- EXCERPTED TEXT
*** Block opens ***

Risk Factors for Cardiovascxular
Disease and Cancer
A risk factor is a trait that places a person at higher risk of developing a disease and is generally considered to have a causal link to that disease. Risk factors may be behavioral, psychosocial, physiologic, or biochemical. Well-known examples for cardiovascular disease are high-serum LDL cholesterol, hypertension, diabetes mellitus, cigarette smoking, physical inactivity, and lack of social support.
This book is of course largely concerned with the effects of diet on chronic disease. Since any effects of diet are probably mediated by physiologic and biochemical mechanisms, it would strengthen the evidence that a vegetarian diet protects against CHD and cancer if this diet were found to change physiologic and biochemical risk factors in ways that are generally thought to reduce risk. Then there would not only be a statistical association between a vegetarian's dietary habits and risk of disease but also some evidence of the mechanism that underlies the reduced risk. An understanding of mechanisms is one way to strengthen causal inference.

*** Block closes ***

- EXCERPTED RECORDS
*** Block opens ***

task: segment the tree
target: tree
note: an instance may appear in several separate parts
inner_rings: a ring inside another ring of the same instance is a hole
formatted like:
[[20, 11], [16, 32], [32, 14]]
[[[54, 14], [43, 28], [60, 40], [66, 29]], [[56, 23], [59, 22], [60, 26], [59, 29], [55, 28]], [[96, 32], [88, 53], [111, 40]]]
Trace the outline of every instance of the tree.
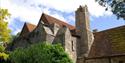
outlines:
[[7, 18], [10, 16], [7, 9], [0, 8], [0, 42], [9, 42], [10, 29], [8, 29]]
[[39, 43], [10, 53], [12, 63], [72, 63], [61, 45]]
[[96, 0], [101, 6], [109, 8], [117, 16], [125, 20], [125, 0]]

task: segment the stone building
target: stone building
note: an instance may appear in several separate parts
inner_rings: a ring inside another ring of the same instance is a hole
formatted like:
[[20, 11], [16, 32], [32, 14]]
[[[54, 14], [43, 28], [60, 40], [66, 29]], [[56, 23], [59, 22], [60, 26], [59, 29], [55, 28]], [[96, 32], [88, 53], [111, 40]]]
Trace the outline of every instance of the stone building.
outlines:
[[125, 63], [125, 26], [90, 31], [87, 6], [75, 12], [76, 26], [42, 14], [37, 25], [25, 23], [11, 50], [38, 42], [61, 43], [74, 63]]

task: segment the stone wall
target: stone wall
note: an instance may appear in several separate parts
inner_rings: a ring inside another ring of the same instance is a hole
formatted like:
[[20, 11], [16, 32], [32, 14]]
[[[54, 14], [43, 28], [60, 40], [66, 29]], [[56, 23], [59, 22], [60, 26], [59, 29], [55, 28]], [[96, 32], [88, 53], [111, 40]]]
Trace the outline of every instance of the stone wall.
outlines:
[[125, 56], [87, 59], [85, 63], [125, 63]]

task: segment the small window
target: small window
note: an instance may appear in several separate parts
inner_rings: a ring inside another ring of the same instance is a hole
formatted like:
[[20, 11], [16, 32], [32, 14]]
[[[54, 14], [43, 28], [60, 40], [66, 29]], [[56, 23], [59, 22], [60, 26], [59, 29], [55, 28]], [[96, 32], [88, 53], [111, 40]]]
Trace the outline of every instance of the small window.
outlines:
[[72, 41], [72, 51], [74, 51], [74, 43], [73, 43], [73, 41]]
[[124, 63], [123, 61], [119, 61], [119, 63]]

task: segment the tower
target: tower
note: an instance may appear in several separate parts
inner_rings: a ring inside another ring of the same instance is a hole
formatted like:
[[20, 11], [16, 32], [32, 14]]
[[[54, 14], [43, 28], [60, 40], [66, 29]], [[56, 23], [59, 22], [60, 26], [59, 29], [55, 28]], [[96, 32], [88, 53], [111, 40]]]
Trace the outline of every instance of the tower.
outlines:
[[93, 42], [93, 35], [90, 31], [89, 12], [85, 5], [80, 6], [75, 12], [77, 38], [77, 63], [83, 63], [84, 57], [89, 53]]

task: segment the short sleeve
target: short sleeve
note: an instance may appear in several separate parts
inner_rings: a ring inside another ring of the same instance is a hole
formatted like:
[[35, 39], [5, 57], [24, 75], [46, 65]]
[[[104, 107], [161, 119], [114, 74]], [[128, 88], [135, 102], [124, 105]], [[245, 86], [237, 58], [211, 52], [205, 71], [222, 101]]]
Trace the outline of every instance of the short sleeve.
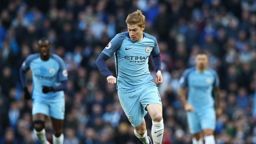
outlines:
[[183, 73], [180, 78], [179, 82], [181, 87], [185, 87], [188, 86], [188, 79], [189, 75], [192, 71], [191, 69], [187, 69]]
[[152, 54], [152, 56], [155, 56], [157, 55], [160, 52], [160, 50], [159, 49], [157, 41], [155, 37], [154, 37], [153, 40], [155, 42], [155, 45], [154, 46], [153, 49], [152, 49], [152, 51], [151, 52], [151, 54]]
[[62, 58], [56, 54], [54, 54], [53, 58], [59, 64], [59, 68], [58, 71], [58, 80], [59, 82], [68, 80], [68, 72], [66, 69], [65, 64]]
[[63, 60], [62, 59], [59, 64], [60, 68], [58, 74], [58, 80], [59, 81], [67, 80], [68, 80], [68, 72]]
[[214, 71], [214, 82], [213, 83], [213, 86], [215, 87], [218, 87], [220, 86], [220, 79], [219, 78], [219, 75], [215, 71]]
[[127, 37], [127, 36], [125, 33], [117, 34], [105, 47], [102, 52], [110, 57], [121, 47], [124, 40]]
[[27, 71], [30, 69], [31, 62], [35, 59], [39, 57], [39, 54], [33, 54], [28, 56], [21, 65], [21, 69], [24, 71]]

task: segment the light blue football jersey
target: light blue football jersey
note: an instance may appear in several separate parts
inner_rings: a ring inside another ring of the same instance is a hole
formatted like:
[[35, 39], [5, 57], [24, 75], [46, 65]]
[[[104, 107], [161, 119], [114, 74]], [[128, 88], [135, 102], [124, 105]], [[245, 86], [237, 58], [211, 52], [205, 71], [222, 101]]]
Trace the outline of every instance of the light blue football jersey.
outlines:
[[134, 91], [144, 84], [152, 82], [148, 69], [150, 54], [160, 51], [156, 38], [143, 33], [141, 41], [134, 41], [128, 32], [117, 34], [102, 51], [109, 57], [115, 56], [117, 90], [119, 92]]
[[68, 79], [68, 73], [61, 58], [55, 54], [51, 54], [51, 57], [47, 61], [40, 58], [40, 54], [29, 55], [23, 62], [22, 68], [27, 71], [30, 69], [32, 71], [33, 99], [55, 99], [63, 98], [63, 91], [44, 93], [43, 86], [56, 86], [59, 85], [62, 81]]
[[188, 101], [195, 111], [213, 106], [213, 89], [219, 85], [219, 77], [215, 71], [207, 69], [202, 73], [195, 67], [187, 69], [181, 77], [180, 83], [182, 87], [188, 87]]

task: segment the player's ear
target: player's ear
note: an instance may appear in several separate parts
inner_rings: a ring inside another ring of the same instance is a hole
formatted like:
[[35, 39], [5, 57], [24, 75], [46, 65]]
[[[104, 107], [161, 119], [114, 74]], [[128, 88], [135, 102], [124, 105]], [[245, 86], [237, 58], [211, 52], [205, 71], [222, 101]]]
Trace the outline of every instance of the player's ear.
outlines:
[[141, 27], [141, 29], [142, 29], [142, 31], [144, 31], [144, 30], [145, 29], [145, 27], [146, 27], [146, 26], [145, 25], [142, 25], [142, 27]]

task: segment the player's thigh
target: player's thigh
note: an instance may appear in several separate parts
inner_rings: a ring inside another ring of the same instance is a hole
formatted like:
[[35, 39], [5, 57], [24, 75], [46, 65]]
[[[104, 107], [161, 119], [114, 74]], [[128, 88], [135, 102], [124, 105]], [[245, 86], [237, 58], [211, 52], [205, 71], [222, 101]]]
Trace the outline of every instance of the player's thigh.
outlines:
[[192, 134], [199, 133], [202, 130], [200, 125], [199, 117], [196, 112], [187, 112], [187, 118], [188, 120], [189, 131]]
[[[161, 97], [158, 92], [158, 88], [153, 82], [150, 82], [146, 85], [141, 89], [140, 92], [140, 103], [144, 108], [146, 108], [147, 106], [150, 104], [159, 104], [152, 105], [152, 106], [155, 108], [151, 109], [150, 112], [152, 114], [156, 113], [162, 113], [162, 104]], [[150, 113], [150, 114], [151, 114]]]
[[[49, 108], [48, 104], [45, 102], [42, 101], [38, 101], [37, 100], [34, 100], [33, 101], [32, 115], [34, 115], [37, 114], [42, 114], [46, 116], [48, 116], [49, 114]], [[38, 117], [37, 119], [39, 119], [40, 117], [35, 116], [34, 118], [36, 119]], [[34, 120], [34, 116], [33, 117], [33, 120]]]
[[202, 129], [214, 130], [216, 125], [216, 114], [213, 107], [206, 109], [199, 113]]
[[57, 119], [64, 119], [65, 100], [64, 98], [51, 101], [49, 105], [49, 115], [51, 117]]
[[139, 90], [125, 93], [118, 92], [121, 106], [134, 127], [138, 127], [141, 123], [147, 112], [140, 103], [138, 94]]
[[52, 121], [52, 125], [53, 133], [57, 133], [60, 134], [62, 133], [64, 120], [56, 119], [52, 117], [51, 118], [51, 120]]
[[162, 105], [159, 104], [151, 103], [148, 105], [147, 110], [154, 121], [160, 121], [163, 118]]

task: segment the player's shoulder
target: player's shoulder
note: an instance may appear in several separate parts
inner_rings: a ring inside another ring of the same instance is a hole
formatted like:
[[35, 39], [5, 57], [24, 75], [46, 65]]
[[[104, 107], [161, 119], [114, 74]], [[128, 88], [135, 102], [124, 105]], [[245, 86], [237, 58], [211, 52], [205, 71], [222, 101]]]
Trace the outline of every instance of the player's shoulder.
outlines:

*** Block closes ***

- TASK LIST
a - In the text on risk factors for cardiovascular disease and cancer, what four kinds of risk factors are named?
b - Resume the passage on risk factors for cardiovascular disease and cancer, starting right after its final sentence.

- REPLIES
a - Behavioral, psychosocial, physiologic, and biochemical.

b -
Hypertension, diabetes mellitus, and obesity are not only risk factors for CHD but disorders in their own right. The evidence that a vegetarian diet may affect the risk of these disorders among Adventists was considered separately in Chapter 8. In this chapter, studies of non-Adventist vegetarian groups only are described in relation to the risk of these factors. For other risk factors, studies of both Adventist and non-Adventist vegetarians are included here. Results from similar studies of vegan vegetarians are discussed separately in Chapter 13.